> [STATED TASK]
Pictures are excluded from this exercise. Transcribe exactly the lines from the one containing "Where can you see the birdhouse floor?" through the last line of the listing.

> [MATERIAL PROVIDED]
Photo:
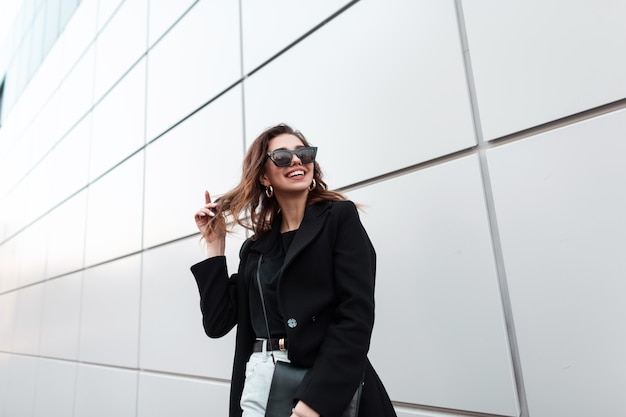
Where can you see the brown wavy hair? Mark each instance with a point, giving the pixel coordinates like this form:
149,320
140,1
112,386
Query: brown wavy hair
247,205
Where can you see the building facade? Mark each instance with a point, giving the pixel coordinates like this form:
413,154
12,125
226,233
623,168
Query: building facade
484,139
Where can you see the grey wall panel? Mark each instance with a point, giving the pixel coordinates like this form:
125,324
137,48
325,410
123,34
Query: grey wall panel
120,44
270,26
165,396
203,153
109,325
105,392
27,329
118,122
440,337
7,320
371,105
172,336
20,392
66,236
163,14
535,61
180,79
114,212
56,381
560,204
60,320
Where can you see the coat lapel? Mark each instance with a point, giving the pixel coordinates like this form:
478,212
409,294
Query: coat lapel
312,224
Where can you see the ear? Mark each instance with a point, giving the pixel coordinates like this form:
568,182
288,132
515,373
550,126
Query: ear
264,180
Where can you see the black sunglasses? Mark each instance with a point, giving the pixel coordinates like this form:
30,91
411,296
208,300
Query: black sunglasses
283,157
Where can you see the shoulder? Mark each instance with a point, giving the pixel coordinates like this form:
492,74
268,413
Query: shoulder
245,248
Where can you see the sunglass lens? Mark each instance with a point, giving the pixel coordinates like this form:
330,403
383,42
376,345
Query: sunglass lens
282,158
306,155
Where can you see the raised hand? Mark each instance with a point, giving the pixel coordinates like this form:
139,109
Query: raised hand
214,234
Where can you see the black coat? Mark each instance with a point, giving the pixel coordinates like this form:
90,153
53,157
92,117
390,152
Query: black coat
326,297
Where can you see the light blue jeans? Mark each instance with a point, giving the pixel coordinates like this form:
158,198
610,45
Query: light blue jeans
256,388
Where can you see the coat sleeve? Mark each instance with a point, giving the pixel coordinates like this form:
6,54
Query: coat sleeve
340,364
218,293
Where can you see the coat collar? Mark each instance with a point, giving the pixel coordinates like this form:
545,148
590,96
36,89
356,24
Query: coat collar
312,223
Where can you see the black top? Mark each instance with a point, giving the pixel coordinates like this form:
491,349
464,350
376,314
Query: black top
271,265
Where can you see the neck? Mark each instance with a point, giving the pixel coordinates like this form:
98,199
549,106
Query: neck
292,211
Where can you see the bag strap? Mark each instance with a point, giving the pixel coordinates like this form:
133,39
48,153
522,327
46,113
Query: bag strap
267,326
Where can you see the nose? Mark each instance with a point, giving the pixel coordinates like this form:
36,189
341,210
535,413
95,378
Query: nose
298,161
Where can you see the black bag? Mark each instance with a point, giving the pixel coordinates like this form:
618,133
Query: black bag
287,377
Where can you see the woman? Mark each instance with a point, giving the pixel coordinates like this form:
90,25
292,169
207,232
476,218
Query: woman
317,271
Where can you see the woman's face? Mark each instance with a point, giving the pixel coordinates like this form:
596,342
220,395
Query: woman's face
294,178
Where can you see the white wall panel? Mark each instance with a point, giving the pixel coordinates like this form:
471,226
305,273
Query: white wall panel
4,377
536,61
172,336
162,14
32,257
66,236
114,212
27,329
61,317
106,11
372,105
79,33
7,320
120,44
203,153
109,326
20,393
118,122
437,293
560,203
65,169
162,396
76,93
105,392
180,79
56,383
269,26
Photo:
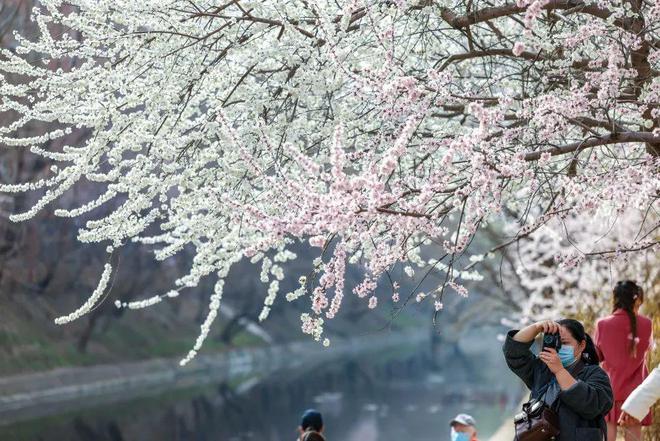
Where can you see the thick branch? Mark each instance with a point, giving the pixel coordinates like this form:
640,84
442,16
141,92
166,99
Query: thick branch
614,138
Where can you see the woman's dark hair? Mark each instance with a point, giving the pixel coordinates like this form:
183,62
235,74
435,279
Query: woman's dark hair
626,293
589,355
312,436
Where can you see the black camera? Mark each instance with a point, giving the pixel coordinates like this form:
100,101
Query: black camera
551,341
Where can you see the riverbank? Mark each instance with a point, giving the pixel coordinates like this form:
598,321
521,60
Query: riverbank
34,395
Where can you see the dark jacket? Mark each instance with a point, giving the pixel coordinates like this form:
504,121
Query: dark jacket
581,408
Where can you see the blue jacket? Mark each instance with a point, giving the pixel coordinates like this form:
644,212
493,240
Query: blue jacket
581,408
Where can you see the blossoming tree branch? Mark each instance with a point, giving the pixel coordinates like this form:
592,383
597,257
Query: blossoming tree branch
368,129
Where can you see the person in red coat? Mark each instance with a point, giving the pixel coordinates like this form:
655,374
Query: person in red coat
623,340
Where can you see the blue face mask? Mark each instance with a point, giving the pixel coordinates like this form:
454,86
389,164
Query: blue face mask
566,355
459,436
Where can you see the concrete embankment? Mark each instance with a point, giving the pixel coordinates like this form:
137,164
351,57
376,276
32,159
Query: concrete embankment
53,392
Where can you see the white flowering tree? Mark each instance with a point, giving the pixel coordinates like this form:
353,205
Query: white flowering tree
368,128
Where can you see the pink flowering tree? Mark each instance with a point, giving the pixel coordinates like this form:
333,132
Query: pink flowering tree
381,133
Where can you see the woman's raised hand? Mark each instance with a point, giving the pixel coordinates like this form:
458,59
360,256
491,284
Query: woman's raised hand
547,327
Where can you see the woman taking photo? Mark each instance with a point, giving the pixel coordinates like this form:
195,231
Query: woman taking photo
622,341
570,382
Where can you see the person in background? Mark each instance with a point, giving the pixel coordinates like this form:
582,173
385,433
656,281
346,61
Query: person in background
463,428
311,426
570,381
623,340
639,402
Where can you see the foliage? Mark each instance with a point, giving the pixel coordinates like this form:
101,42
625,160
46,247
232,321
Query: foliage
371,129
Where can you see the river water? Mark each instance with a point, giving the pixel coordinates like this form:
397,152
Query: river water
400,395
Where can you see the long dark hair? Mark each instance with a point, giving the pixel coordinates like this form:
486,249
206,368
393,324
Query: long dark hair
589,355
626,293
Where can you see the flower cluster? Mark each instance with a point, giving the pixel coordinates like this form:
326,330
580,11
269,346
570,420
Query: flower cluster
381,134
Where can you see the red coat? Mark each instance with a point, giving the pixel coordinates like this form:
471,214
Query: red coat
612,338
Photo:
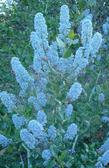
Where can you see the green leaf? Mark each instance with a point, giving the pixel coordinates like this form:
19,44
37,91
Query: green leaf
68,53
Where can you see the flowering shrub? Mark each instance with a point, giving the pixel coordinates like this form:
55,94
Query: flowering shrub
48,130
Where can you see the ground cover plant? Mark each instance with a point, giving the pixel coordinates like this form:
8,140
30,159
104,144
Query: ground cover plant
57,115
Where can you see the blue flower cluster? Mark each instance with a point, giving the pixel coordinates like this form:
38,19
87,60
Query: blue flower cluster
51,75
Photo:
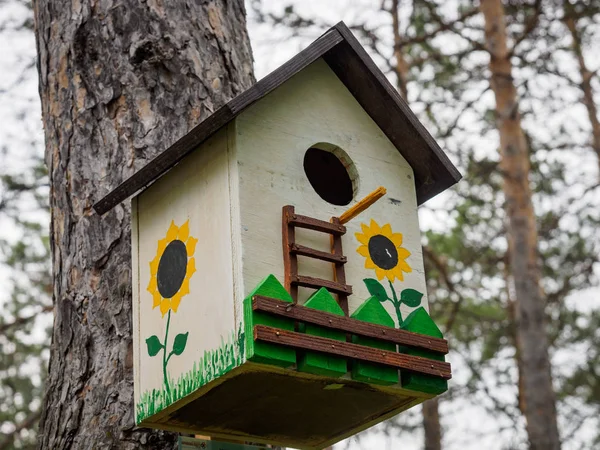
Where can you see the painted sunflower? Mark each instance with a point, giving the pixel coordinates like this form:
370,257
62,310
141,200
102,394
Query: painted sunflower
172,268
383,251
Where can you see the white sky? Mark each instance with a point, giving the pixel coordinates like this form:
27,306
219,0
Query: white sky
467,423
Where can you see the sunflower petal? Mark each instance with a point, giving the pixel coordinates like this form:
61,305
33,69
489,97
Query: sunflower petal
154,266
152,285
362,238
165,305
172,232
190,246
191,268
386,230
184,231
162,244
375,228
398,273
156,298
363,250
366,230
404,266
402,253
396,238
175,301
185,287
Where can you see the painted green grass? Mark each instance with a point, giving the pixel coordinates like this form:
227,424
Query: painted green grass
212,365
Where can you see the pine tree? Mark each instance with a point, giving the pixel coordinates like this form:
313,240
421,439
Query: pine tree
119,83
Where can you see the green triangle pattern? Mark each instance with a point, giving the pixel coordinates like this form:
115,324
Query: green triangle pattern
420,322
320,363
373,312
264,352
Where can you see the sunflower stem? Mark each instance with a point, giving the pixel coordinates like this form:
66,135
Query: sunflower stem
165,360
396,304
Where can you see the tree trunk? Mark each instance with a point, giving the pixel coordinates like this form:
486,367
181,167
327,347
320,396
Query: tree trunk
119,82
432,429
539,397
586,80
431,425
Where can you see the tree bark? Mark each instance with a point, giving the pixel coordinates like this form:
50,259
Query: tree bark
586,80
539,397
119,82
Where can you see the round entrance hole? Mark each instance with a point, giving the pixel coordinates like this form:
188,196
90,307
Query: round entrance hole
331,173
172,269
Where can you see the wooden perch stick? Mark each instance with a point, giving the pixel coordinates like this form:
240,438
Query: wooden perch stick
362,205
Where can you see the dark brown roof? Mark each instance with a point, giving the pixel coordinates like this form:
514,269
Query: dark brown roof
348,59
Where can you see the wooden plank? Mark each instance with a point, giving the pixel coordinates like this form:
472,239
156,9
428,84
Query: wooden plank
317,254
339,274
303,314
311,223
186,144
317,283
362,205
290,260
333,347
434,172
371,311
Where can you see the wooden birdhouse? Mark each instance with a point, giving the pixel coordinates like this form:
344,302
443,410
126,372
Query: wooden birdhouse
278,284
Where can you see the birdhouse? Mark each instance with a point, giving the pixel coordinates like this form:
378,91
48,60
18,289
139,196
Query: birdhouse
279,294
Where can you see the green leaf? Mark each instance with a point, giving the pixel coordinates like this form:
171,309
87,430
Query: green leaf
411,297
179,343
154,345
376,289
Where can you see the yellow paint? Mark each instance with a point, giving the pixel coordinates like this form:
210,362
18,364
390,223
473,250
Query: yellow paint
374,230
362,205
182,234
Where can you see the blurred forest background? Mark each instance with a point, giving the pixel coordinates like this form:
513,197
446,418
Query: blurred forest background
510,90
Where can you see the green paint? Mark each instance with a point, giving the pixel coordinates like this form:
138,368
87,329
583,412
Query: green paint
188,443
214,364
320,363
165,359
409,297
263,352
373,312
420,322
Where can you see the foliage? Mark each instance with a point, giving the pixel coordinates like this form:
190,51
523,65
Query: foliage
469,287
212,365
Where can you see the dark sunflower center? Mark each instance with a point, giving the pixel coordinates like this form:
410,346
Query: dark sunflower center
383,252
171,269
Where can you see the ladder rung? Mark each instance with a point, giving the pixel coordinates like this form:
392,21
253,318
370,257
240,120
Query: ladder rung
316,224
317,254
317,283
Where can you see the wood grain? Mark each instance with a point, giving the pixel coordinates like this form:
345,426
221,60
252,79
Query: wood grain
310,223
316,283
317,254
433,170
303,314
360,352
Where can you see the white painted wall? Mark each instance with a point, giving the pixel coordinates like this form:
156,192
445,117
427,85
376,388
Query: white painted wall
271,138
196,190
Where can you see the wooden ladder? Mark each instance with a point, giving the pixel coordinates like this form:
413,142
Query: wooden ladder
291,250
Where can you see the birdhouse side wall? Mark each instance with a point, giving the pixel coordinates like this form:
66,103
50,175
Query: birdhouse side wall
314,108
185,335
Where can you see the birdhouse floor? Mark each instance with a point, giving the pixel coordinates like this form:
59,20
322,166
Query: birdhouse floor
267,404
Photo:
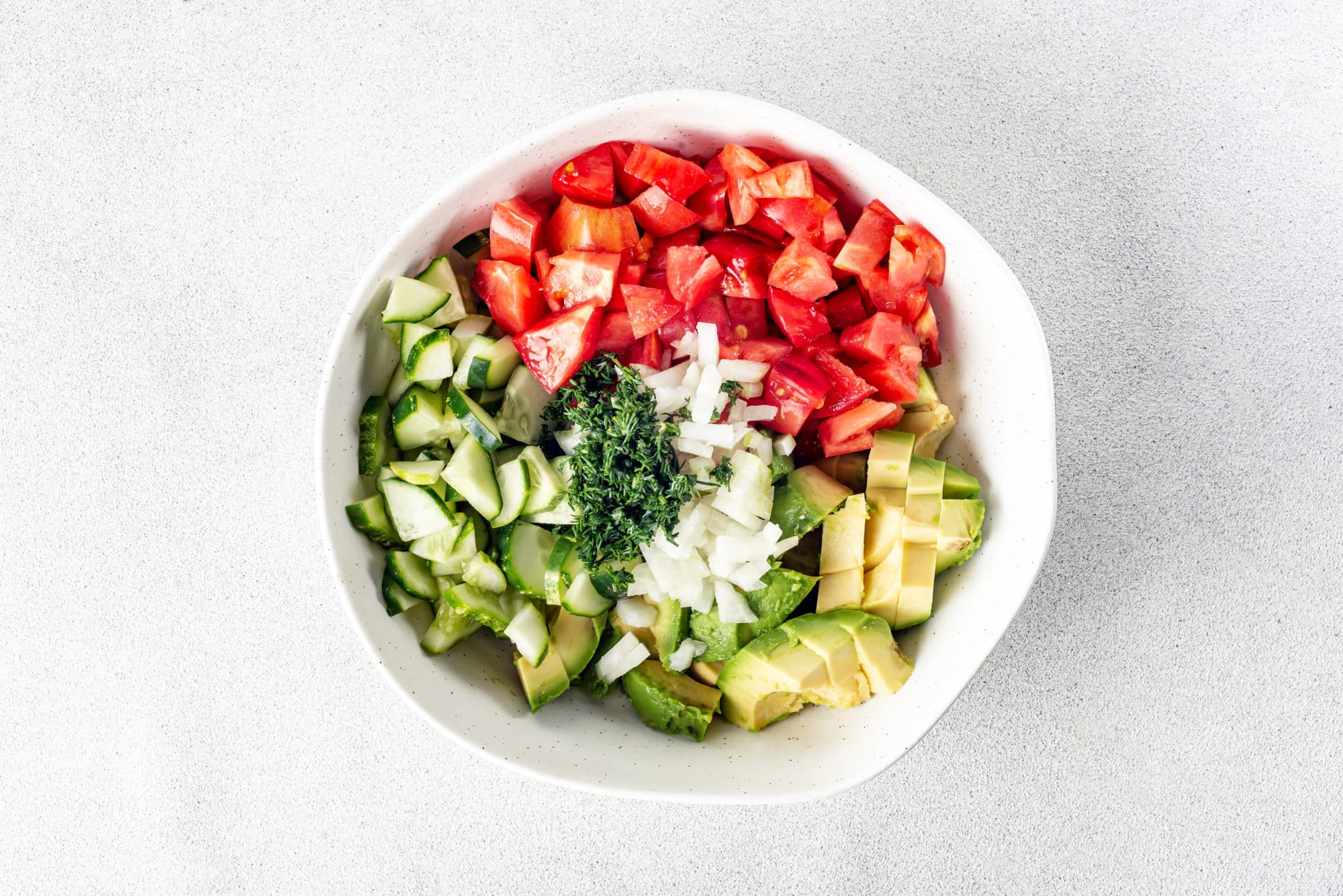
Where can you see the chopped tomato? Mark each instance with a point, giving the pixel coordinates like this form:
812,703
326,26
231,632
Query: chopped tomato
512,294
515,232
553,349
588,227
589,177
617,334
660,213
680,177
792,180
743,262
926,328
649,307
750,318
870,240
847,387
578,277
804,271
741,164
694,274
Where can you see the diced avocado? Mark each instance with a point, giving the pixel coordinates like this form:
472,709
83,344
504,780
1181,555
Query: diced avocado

> [EXERCISE ANSWER]
Where can you see the birdhouse floor? Mark each instance with a point, giving the pixel coordinates like this form:
59,20
322,166
Query: birdhouse floor
267,404
Photo:
Where can you see the chopped tomato? Mark each instance with a point, giving the pixel coordinates like this form:
812,703
326,26
231,632
Query: chopped tomato
512,294
515,232
553,349
588,227
589,177
617,334
660,213
680,177
792,180
743,262
926,328
649,307
750,318
870,240
847,387
578,277
804,271
741,164
694,274
Where can you see the diced avocado? Mark each instance with a point, giving the pixel coordinates like this form:
472,709
83,344
504,780
1181,555
Query: diced avocado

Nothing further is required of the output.